Phoebe Stone, who teaches English literature at a St. Louis college, is plotting her own demise. Her husband, Matt, has left her for another woman, and Phoebe is taking it hard. Indeed, she's determined just where and how she will end it all: at an oceanfront hotel in Newport, where she will lie on a king-sized canopy bed and take a bottle of her cat’s painkillers. At the hotel, Phoebe meets bride-to-be Lila, a headstrong rich girl presiding over her own extravagant six-day wedding celebration. Lila thought she had booked every room in the hotel, and learning of Phoebe's suicidal intentions, she forbids this stray guest from disrupting the nuptials: “No. You definitely can’t kill yourself. This is my wedding week.” After the punchy opening, a grim flashback to the meltdown of Phoebe's marriage temporarily darkens the mood, but things pick up when spoiled Lila interrupts Phoebe's preparations and sweeps her up in the wedding juggernaut. The slide from earnest drama to broad farce is somewhat jarring, but from this point on, Espach crafts an enjoyable—if overstuffed—comedy of manners. When the original maid of honor drops out, Phoebe is persuaded, against her better judgment, to take her place. There’s some fun to be had here: The wedding party—including groom-to-be Gary, a widower, and his 11-year-old daughter—takes surfing lessons; the women in the group have a session with a Sex Woman. But it all goes on too long, and the humor can seem forced, reaching a low point when someone has sex with the vintage wedding car (you don’t want to know the details). Later, when two characters have a meet-cute in a hot tub, readers will guess exactly how the marriage plot resolves.

____________________

- DIRECTIONS
Copy the book review above word for word, from its first sentence to its last.

____________________

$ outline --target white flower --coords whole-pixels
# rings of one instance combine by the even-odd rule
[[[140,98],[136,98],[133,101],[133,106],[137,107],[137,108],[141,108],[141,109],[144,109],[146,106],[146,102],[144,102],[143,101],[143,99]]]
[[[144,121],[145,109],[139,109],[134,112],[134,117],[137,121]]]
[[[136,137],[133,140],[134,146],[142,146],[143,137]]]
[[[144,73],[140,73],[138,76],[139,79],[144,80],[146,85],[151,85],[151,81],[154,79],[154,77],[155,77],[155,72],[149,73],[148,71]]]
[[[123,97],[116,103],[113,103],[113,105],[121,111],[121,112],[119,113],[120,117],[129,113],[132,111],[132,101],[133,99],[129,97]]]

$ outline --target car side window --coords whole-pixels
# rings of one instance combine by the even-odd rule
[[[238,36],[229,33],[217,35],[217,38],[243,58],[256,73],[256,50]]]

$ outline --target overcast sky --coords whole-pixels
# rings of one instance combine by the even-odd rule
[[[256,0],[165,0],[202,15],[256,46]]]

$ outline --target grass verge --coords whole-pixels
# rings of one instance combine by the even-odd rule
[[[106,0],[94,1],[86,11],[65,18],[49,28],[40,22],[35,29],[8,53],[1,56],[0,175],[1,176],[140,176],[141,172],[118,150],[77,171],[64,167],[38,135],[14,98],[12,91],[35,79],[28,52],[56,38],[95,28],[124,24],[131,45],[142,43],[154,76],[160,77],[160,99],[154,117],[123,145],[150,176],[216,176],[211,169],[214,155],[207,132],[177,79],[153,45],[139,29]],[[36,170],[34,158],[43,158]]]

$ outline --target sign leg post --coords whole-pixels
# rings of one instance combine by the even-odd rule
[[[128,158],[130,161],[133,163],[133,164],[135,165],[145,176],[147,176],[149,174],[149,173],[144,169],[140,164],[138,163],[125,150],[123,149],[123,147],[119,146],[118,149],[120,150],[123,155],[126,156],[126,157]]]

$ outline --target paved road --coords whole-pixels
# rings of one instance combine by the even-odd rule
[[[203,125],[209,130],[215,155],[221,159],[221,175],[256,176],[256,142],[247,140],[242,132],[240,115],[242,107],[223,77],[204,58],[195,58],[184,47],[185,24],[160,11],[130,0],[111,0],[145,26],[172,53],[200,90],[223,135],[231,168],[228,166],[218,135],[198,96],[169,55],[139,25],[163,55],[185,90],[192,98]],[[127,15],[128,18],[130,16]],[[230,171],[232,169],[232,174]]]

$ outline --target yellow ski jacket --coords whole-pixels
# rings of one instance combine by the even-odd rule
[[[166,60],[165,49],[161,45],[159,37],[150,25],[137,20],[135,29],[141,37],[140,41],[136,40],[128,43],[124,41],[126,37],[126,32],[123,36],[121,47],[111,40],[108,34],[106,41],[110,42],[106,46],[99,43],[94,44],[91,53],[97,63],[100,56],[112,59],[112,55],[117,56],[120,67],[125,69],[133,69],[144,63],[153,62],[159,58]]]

____________________

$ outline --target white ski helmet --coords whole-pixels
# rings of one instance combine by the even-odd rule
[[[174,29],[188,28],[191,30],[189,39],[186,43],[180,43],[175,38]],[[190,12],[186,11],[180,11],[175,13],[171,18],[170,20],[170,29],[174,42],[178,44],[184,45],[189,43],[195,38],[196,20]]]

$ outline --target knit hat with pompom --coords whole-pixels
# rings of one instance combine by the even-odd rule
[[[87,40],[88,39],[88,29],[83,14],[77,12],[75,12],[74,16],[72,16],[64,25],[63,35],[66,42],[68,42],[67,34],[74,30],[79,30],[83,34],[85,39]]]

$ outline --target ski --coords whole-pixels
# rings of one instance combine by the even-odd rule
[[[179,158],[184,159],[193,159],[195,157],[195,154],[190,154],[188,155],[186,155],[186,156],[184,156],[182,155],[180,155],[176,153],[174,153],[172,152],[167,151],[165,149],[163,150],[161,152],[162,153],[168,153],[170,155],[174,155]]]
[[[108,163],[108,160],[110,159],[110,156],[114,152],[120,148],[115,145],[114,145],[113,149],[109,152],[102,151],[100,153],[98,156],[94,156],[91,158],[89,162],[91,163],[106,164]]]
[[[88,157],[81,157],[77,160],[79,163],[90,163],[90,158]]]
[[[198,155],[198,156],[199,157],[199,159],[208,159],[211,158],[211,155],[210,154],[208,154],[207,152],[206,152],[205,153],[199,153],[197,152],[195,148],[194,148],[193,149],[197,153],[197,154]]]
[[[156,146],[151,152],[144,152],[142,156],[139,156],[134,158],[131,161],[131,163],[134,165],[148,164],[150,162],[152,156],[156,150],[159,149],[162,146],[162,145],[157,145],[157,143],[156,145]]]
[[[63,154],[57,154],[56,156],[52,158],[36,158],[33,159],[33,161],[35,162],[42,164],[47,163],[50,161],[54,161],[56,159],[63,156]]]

____________________

- SOLUTION BELOW
Phoebe Stone, who teaches English literature at a St. Louis college, is plotting her own demise. Her husband, Matt, has left her for another woman, and Phoebe is taking it hard. Indeed, she's determined just where and how she will end it all: at an oceanfront hotel in Newport, where she will lie on a king-sized canopy bed and take a bottle of her cat’s painkillers. At the hotel, Phoebe meets bride-to-be Lila, a headstrong rich girl presiding over her own extravagant six-day wedding celebration. Lila thought she had booked every room in the hotel, and learning of Phoebe's suicidal intentions, she forbids this stray guest from disrupting the nuptials: “No. You definitely can’t kill yourself. This is my wedding week.” After the punchy opening, a grim flashback to the meltdown of Phoebe's marriage temporarily darkens the mood, but things pick up when spoiled Lila interrupts Phoebe's preparations and sweeps her up in the wedding juggernaut. The slide from earnest drama to broad farce is somewhat jarring, but from this point on, Espach crafts an enjoyable—if overstuffed—comedy of manners. When the original maid of honor drops out, Phoebe is persuaded, against her better judgment, to take her place. There’s some fun to be had here: The wedding party—including groom-to-be Gary, a widower, and his 11-year-old daughter—takes surfing lessons; the women in the group have a session with a Sex Woman. But it all goes on too long, and the humor can seem forced, reaching a low point when someone has sex with the vintage wedding car (you don’t want to know the details). Later, when two characters have a meet-cute in a hot tub, readers will guess exactly how the marriage plot resolves.